(Mask labeling examples)
──────

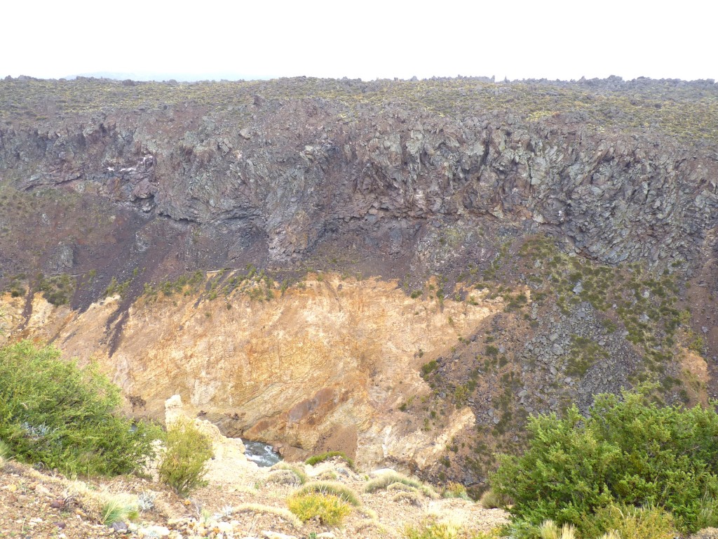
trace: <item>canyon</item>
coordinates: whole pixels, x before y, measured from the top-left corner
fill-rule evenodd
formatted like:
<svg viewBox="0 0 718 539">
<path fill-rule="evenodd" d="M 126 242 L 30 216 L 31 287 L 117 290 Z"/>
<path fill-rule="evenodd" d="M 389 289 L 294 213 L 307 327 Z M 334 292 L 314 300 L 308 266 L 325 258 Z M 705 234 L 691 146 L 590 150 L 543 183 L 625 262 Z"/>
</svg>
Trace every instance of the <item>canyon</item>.
<svg viewBox="0 0 718 539">
<path fill-rule="evenodd" d="M 718 395 L 718 88 L 0 81 L 0 339 L 475 492 L 531 413 Z"/>
</svg>

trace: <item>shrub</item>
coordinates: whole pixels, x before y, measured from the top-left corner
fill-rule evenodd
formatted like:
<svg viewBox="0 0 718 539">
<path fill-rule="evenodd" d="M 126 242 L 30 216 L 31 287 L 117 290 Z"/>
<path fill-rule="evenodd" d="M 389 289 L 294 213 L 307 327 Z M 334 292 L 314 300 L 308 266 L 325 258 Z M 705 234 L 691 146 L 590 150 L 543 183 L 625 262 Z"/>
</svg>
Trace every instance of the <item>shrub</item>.
<svg viewBox="0 0 718 539">
<path fill-rule="evenodd" d="M 194 422 L 178 419 L 167 429 L 167 448 L 158 469 L 159 479 L 180 496 L 186 496 L 206 484 L 204 476 L 212 455 L 212 441 Z"/>
<path fill-rule="evenodd" d="M 597 530 L 613 533 L 621 539 L 673 539 L 676 528 L 673 517 L 660 507 L 619 507 L 599 510 L 593 519 Z"/>
<path fill-rule="evenodd" d="M 397 474 L 396 471 L 387 471 L 367 482 L 364 486 L 364 492 L 376 492 L 377 490 L 386 489 L 394 483 L 401 483 L 415 489 L 421 487 L 421 482 L 417 479 L 412 479 L 401 474 Z"/>
<path fill-rule="evenodd" d="M 333 494 L 298 494 L 287 500 L 289 510 L 302 522 L 318 518 L 327 526 L 338 526 L 352 511 L 351 506 Z"/>
<path fill-rule="evenodd" d="M 267 476 L 267 483 L 294 487 L 302 484 L 302 481 L 297 474 L 294 474 L 292 470 L 279 469 L 272 470 L 269 472 L 269 475 Z"/>
<path fill-rule="evenodd" d="M 343 459 L 350 469 L 354 469 L 354 461 L 347 456 L 347 454 L 344 451 L 327 451 L 326 453 L 321 453 L 319 455 L 310 456 L 307 459 L 305 464 L 309 464 L 309 466 L 314 466 L 314 464 L 318 464 L 320 462 L 328 461 L 330 459 L 332 459 L 335 456 L 338 456 L 340 459 Z"/>
<path fill-rule="evenodd" d="M 5 463 L 10 457 L 10 448 L 2 440 L 0 440 L 0 471 L 5 467 Z"/>
<path fill-rule="evenodd" d="M 718 492 L 712 410 L 659 407 L 655 386 L 623 399 L 596 396 L 590 417 L 572 407 L 532 417 L 527 451 L 501 455 L 493 489 L 514 502 L 514 524 L 547 519 L 579 530 L 601 508 L 652 504 L 672 513 L 682 531 L 695 531 L 704 496 Z"/>
<path fill-rule="evenodd" d="M 553 520 L 544 520 L 538 527 L 541 539 L 575 539 L 576 528 L 570 524 L 564 524 L 560 528 Z"/>
<path fill-rule="evenodd" d="M 119 389 L 51 346 L 0 349 L 0 438 L 21 461 L 68 474 L 116 475 L 154 455 L 159 428 L 118 415 Z"/>
<path fill-rule="evenodd" d="M 479 499 L 479 505 L 484 509 L 505 509 L 511 505 L 511 499 L 489 489 Z"/>
</svg>

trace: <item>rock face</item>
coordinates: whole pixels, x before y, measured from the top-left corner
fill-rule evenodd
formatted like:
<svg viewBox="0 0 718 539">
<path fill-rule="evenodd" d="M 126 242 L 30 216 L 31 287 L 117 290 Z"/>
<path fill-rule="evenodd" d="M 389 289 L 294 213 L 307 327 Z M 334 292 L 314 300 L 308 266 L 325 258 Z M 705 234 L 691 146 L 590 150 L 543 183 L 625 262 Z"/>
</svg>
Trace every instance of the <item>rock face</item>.
<svg viewBox="0 0 718 539">
<path fill-rule="evenodd" d="M 608 263 L 685 260 L 717 226 L 715 153 L 658 130 L 261 103 L 241 104 L 239 126 L 232 112 L 165 106 L 0 127 L 0 170 L 22 190 L 63 186 L 205 226 L 225 262 L 253 248 L 269 264 L 303 259 L 348 234 L 411 256 L 427 225 L 457 221 L 541 229 Z"/>
<path fill-rule="evenodd" d="M 717 93 L 0 81 L 2 338 L 96 359 L 138 415 L 177 395 L 288 456 L 477 484 L 484 442 L 516 448 L 528 413 L 585 410 L 649 355 L 671 402 L 718 396 Z M 539 236 L 558 250 L 527 264 Z M 626 280 L 610 302 L 597 264 Z M 233 295 L 240 272 L 266 290 Z"/>
<path fill-rule="evenodd" d="M 22 304 L 6 300 L 12 338 L 21 331 Z M 393 283 L 338 277 L 308 281 L 271 302 L 197 303 L 141 300 L 111 355 L 106 327 L 120 308 L 116 298 L 80 313 L 53 310 L 37 297 L 23 331 L 62 343 L 69 356 L 99 361 L 135 415 L 171 423 L 187 414 L 206 420 L 200 424 L 213 439 L 216 425 L 228 436 L 280 444 L 294 458 L 340 449 L 363 466 L 394 459 L 424 467 L 444 445 L 420 418 L 398 410 L 429 393 L 419 377 L 421 356 L 443 350 L 447 333 L 465 338 L 503 307 L 439 305 L 408 298 Z M 458 410 L 439 437 L 450 438 L 472 418 Z"/>
</svg>

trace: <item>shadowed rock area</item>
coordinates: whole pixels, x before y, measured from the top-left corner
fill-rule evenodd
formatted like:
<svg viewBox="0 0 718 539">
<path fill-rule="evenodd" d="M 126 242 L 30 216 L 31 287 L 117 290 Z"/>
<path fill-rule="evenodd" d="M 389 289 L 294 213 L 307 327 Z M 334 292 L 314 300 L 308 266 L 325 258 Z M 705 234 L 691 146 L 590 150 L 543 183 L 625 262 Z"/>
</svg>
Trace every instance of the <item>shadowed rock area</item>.
<svg viewBox="0 0 718 539">
<path fill-rule="evenodd" d="M 717 394 L 717 103 L 616 78 L 6 79 L 4 338 L 99 359 L 138 415 L 177 393 L 287 456 L 480 488 L 528 413 Z"/>
</svg>

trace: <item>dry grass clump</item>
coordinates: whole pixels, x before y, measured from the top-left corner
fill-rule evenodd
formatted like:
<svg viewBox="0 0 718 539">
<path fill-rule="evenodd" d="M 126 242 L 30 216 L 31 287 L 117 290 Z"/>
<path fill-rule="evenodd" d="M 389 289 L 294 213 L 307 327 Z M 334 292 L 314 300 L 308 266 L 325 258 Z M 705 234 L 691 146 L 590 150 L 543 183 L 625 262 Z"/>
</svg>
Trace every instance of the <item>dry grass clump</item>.
<svg viewBox="0 0 718 539">
<path fill-rule="evenodd" d="M 541 539 L 575 539 L 576 528 L 571 524 L 564 524 L 560 528 L 553 520 L 544 520 L 538 527 Z"/>
<path fill-rule="evenodd" d="M 364 487 L 365 492 L 376 492 L 378 490 L 388 489 L 388 487 L 395 484 L 403 484 L 406 487 L 411 487 L 420 492 L 429 498 L 436 499 L 439 494 L 429 485 L 424 484 L 418 479 L 414 479 L 406 476 L 401 475 L 396 471 L 387 471 L 382 474 L 371 481 L 367 482 Z M 394 487 L 401 488 L 401 487 Z"/>
<path fill-rule="evenodd" d="M 102 504 L 100 522 L 106 526 L 115 522 L 136 520 L 139 518 L 139 504 L 136 496 L 130 494 L 108 495 Z"/>
<path fill-rule="evenodd" d="M 224 511 L 224 513 L 227 517 L 231 516 L 231 515 L 234 513 L 241 512 L 272 515 L 285 520 L 295 528 L 302 528 L 302 521 L 291 511 L 289 511 L 283 507 L 274 507 L 271 505 L 263 505 L 262 504 L 245 503 L 236 505 L 233 507 L 228 508 Z"/>
<path fill-rule="evenodd" d="M 270 484 L 290 485 L 297 487 L 302 480 L 292 470 L 272 470 L 267 476 L 266 482 Z"/>
<path fill-rule="evenodd" d="M 420 496 L 418 492 L 406 492 L 399 491 L 393 496 L 391 497 L 391 501 L 396 503 L 406 502 L 416 507 L 421 507 L 421 499 L 423 497 Z"/>
<path fill-rule="evenodd" d="M 479 532 L 456 522 L 429 517 L 417 526 L 406 526 L 401 531 L 405 539 L 497 539 L 495 532 Z"/>
<path fill-rule="evenodd" d="M 291 471 L 292 474 L 297 476 L 297 479 L 299 480 L 299 484 L 304 484 L 307 482 L 309 479 L 307 476 L 307 474 L 304 473 L 304 470 L 302 470 L 298 466 L 292 466 L 292 464 L 288 464 L 286 462 L 278 462 L 271 467 L 271 469 L 273 471 L 286 470 L 288 471 Z"/>
<path fill-rule="evenodd" d="M 330 481 L 317 481 L 307 483 L 294 493 L 294 496 L 302 496 L 306 494 L 318 493 L 335 496 L 342 502 L 351 504 L 355 507 L 361 505 L 359 497 L 356 492 L 346 485 Z"/>
</svg>

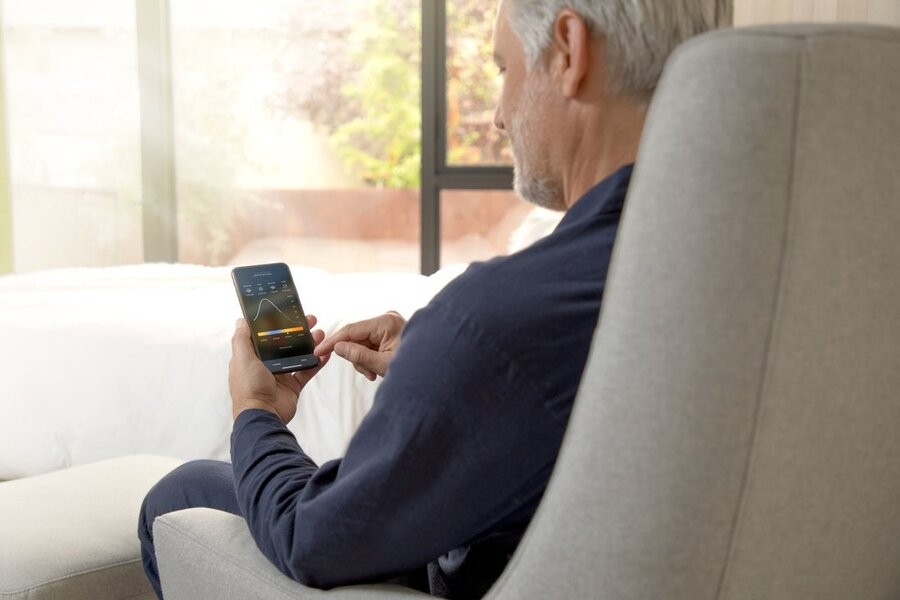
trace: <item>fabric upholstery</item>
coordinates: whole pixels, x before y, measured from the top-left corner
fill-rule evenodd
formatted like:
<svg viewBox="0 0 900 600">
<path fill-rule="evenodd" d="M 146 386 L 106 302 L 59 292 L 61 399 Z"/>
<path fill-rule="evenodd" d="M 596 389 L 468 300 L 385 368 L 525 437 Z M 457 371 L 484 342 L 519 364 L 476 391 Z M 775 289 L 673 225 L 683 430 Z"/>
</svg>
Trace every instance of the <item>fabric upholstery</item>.
<svg viewBox="0 0 900 600">
<path fill-rule="evenodd" d="M 304 587 L 276 569 L 257 550 L 247 522 L 209 508 L 158 517 L 153 535 L 166 600 L 288 600 L 331 598 L 403 600 L 428 594 L 391 585 L 339 588 L 329 593 Z"/>
<path fill-rule="evenodd" d="M 0 483 L 0 599 L 151 600 L 136 523 L 180 461 L 129 456 Z"/>
<path fill-rule="evenodd" d="M 492 597 L 900 597 L 898 106 L 897 30 L 677 52 L 557 472 Z"/>
<path fill-rule="evenodd" d="M 488 598 L 900 597 L 897 107 L 895 29 L 676 52 L 557 468 Z M 170 564 L 170 529 L 218 539 L 198 519 L 158 520 Z"/>
</svg>

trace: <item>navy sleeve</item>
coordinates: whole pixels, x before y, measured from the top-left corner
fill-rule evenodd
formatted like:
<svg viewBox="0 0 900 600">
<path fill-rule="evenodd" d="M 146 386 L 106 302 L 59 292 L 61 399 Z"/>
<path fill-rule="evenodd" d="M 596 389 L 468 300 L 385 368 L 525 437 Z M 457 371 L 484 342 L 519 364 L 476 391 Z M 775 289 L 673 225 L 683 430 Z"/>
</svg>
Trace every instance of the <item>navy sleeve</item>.
<svg viewBox="0 0 900 600">
<path fill-rule="evenodd" d="M 235 485 L 260 550 L 330 588 L 421 568 L 523 510 L 527 521 L 564 429 L 533 377 L 477 318 L 435 301 L 407 325 L 342 460 L 317 467 L 275 415 L 241 413 Z"/>
</svg>

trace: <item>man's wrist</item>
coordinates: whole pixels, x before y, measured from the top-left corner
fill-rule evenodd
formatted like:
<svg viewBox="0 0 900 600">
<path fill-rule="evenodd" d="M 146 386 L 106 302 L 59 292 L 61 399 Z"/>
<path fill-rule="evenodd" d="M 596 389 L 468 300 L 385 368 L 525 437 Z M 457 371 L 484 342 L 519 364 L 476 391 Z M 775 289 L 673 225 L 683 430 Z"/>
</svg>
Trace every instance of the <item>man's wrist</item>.
<svg viewBox="0 0 900 600">
<path fill-rule="evenodd" d="M 242 412 L 244 412 L 245 410 L 252 410 L 252 409 L 260 409 L 260 410 L 268 411 L 268 412 L 272 413 L 273 415 L 275 415 L 276 417 L 278 417 L 279 421 L 281 420 L 281 417 L 278 415 L 278 411 L 275 410 L 275 407 L 273 407 L 268 402 L 264 402 L 263 400 L 241 400 L 240 403 L 236 403 L 236 404 L 232 405 L 231 416 L 233 417 L 234 420 L 237 420 L 238 416 Z"/>
</svg>

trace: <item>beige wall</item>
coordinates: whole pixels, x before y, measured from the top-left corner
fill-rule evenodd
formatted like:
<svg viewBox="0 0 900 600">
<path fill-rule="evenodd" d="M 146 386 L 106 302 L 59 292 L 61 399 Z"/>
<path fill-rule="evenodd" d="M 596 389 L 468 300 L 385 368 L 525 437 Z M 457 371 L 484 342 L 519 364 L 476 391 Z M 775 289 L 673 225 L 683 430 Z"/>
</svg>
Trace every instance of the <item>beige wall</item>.
<svg viewBox="0 0 900 600">
<path fill-rule="evenodd" d="M 735 25 L 790 21 L 900 26 L 900 0 L 734 0 Z"/>
<path fill-rule="evenodd" d="M 0 19 L 0 31 L 3 21 Z M 9 156 L 6 151 L 6 105 L 3 86 L 3 38 L 0 37 L 0 275 L 13 270 L 12 202 L 9 188 Z"/>
</svg>

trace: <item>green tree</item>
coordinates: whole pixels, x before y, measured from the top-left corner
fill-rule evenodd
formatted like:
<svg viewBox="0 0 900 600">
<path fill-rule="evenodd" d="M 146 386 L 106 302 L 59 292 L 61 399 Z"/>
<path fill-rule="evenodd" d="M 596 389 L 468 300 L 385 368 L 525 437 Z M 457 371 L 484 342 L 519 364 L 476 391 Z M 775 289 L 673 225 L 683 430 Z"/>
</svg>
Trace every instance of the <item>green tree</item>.
<svg viewBox="0 0 900 600">
<path fill-rule="evenodd" d="M 286 50 L 288 83 L 280 103 L 322 127 L 351 172 L 373 186 L 414 188 L 420 183 L 421 2 L 375 0 L 365 8 L 348 4 L 355 18 L 317 31 L 298 13 L 287 27 L 315 36 L 323 51 L 311 73 L 291 66 L 291 49 Z M 491 60 L 495 9 L 496 0 L 447 0 L 452 163 L 509 162 L 505 140 L 492 124 L 498 93 Z"/>
</svg>

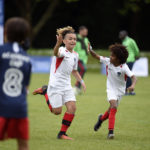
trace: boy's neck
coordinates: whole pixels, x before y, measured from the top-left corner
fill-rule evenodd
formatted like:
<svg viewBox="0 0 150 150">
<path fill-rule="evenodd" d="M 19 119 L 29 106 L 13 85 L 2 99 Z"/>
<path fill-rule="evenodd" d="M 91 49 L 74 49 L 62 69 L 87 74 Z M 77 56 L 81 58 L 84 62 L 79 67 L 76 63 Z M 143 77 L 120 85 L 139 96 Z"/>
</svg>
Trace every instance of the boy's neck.
<svg viewBox="0 0 150 150">
<path fill-rule="evenodd" d="M 66 47 L 66 49 L 67 49 L 69 52 L 71 52 L 71 53 L 73 52 L 73 49 L 69 49 L 69 48 L 67 48 L 67 47 Z"/>
<path fill-rule="evenodd" d="M 120 63 L 114 63 L 113 64 L 115 67 L 118 67 L 118 66 L 120 66 L 121 64 Z"/>
</svg>

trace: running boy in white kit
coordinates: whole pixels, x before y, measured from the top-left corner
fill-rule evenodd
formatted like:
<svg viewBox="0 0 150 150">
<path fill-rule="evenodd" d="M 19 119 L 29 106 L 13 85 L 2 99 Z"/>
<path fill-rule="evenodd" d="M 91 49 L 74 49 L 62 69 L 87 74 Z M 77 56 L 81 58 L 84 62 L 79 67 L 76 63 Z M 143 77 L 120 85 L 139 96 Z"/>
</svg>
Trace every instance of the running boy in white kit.
<svg viewBox="0 0 150 150">
<path fill-rule="evenodd" d="M 72 140 L 66 135 L 66 131 L 71 125 L 76 111 L 76 98 L 71 86 L 71 73 L 81 83 L 84 91 L 86 86 L 77 71 L 78 54 L 73 50 L 76 45 L 74 29 L 72 27 L 60 28 L 57 30 L 57 34 L 48 89 L 46 86 L 43 86 L 36 89 L 33 94 L 44 95 L 49 109 L 55 115 L 61 114 L 62 106 L 66 105 L 67 111 L 64 114 L 62 126 L 57 137 L 58 139 Z M 60 47 L 62 42 L 65 44 L 65 47 Z"/>
<path fill-rule="evenodd" d="M 121 44 L 114 44 L 109 47 L 109 50 L 111 55 L 110 58 L 107 58 L 97 55 L 91 49 L 90 45 L 88 47 L 88 51 L 91 55 L 106 65 L 107 100 L 110 103 L 108 110 L 103 115 L 101 114 L 98 116 L 98 121 L 94 126 L 94 130 L 97 131 L 103 121 L 109 119 L 108 139 L 113 139 L 117 106 L 121 97 L 125 94 L 127 76 L 132 78 L 132 85 L 128 88 L 129 91 L 134 90 L 136 77 L 125 63 L 128 58 L 128 51 L 126 50 L 126 47 Z"/>
</svg>

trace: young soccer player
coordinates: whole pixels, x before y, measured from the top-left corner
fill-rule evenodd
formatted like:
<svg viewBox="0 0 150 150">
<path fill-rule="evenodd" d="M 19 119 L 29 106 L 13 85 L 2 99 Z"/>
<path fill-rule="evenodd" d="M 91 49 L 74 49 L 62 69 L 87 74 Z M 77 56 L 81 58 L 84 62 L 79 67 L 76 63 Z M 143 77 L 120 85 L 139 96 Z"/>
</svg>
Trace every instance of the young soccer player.
<svg viewBox="0 0 150 150">
<path fill-rule="evenodd" d="M 125 94 L 126 79 L 127 76 L 132 78 L 132 85 L 128 88 L 129 91 L 133 91 L 136 84 L 136 77 L 129 70 L 126 65 L 128 58 L 128 51 L 126 47 L 121 44 L 114 44 L 109 47 L 111 55 L 110 58 L 97 55 L 90 47 L 88 51 L 91 55 L 100 60 L 100 62 L 106 65 L 107 71 L 107 100 L 110 103 L 108 110 L 102 115 L 98 116 L 98 121 L 94 126 L 94 130 L 97 131 L 103 121 L 109 119 L 108 123 L 108 139 L 114 138 L 114 126 L 115 115 L 117 112 L 118 103 L 121 97 Z"/>
<path fill-rule="evenodd" d="M 52 113 L 59 115 L 65 104 L 67 110 L 62 120 L 58 139 L 72 140 L 66 132 L 71 125 L 76 111 L 76 98 L 71 86 L 71 73 L 81 83 L 85 91 L 86 86 L 77 71 L 78 54 L 73 50 L 76 45 L 76 34 L 72 27 L 57 30 L 57 42 L 54 47 L 54 57 L 51 64 L 48 89 L 46 86 L 33 92 L 45 95 L 47 104 Z M 65 47 L 60 47 L 62 42 Z M 47 92 L 47 93 L 46 93 Z"/>
<path fill-rule="evenodd" d="M 27 89 L 31 63 L 21 47 L 29 33 L 22 18 L 10 18 L 4 29 L 5 44 L 0 46 L 0 140 L 15 138 L 18 150 L 29 150 Z"/>
</svg>

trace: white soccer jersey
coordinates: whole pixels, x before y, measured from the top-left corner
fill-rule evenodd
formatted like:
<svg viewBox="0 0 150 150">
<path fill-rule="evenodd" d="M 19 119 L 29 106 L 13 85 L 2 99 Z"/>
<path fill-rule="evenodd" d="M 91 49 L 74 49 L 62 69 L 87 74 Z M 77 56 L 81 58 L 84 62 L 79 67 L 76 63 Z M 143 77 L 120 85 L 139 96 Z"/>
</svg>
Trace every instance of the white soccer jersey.
<svg viewBox="0 0 150 150">
<path fill-rule="evenodd" d="M 110 63 L 110 58 L 100 56 L 100 62 L 106 65 L 107 74 L 107 94 L 115 93 L 116 96 L 122 96 L 125 93 L 127 76 L 133 76 L 127 64 L 115 67 Z"/>
<path fill-rule="evenodd" d="M 70 75 L 73 70 L 77 70 L 78 53 L 60 47 L 59 54 L 59 57 L 54 56 L 52 59 L 49 86 L 65 91 L 72 89 Z"/>
</svg>

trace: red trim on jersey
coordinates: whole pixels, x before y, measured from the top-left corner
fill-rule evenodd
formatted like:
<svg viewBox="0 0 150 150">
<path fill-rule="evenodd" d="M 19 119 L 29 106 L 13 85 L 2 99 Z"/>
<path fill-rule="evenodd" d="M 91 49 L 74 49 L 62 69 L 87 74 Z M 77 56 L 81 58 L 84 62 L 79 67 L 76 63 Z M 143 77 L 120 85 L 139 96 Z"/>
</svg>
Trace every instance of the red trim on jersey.
<svg viewBox="0 0 150 150">
<path fill-rule="evenodd" d="M 73 53 L 78 54 L 76 51 L 73 51 Z"/>
<path fill-rule="evenodd" d="M 55 68 L 55 72 L 57 71 L 58 67 L 60 66 L 60 64 L 62 63 L 64 57 L 61 58 L 56 58 L 56 68 Z"/>
<path fill-rule="evenodd" d="M 125 75 L 124 75 L 124 80 L 125 80 L 125 81 L 127 81 L 127 77 L 128 77 L 128 76 L 125 74 Z"/>
<path fill-rule="evenodd" d="M 106 75 L 108 76 L 108 65 L 106 66 Z"/>
<path fill-rule="evenodd" d="M 7 138 L 29 139 L 28 118 L 4 118 L 0 117 L 0 140 Z"/>
</svg>

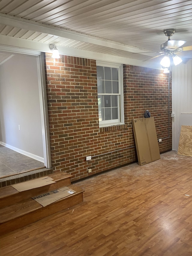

──────

## Problem details:
Give back the stretch of rows from the line containing "trace: <item>fabric upholstery</item>" through the line containing "483 L 0 599", replacing "fabric upholstery" with "leather upholstery" and leaving everything else unchanged.

## Response to the exercise:
trace: <item>leather upholstery</item>
coordinates: whole pixels, x before y, measured from the top-left corner
fill-rule evenodd
formatted like:
<svg viewBox="0 0 900 600">
<path fill-rule="evenodd" d="M 146 386 L 106 302 L 59 292 L 61 399 Z"/>
<path fill-rule="evenodd" d="M 596 389 L 468 300 L 385 368 L 525 437 Z M 457 371 L 484 342 L 519 364 L 476 391 Z M 775 289 L 673 225 L 683 430 Z"/>
</svg>
Trace every instance of the <item>leather upholstery</item>.
<svg viewBox="0 0 900 600">
<path fill-rule="evenodd" d="M 304 587 L 276 569 L 257 550 L 247 522 L 209 508 L 158 517 L 153 535 L 166 600 L 288 600 L 331 598 L 403 600 L 428 594 L 391 585 L 339 588 L 329 593 Z"/>
<path fill-rule="evenodd" d="M 0 483 L 0 599 L 151 600 L 136 523 L 180 461 L 129 456 Z"/>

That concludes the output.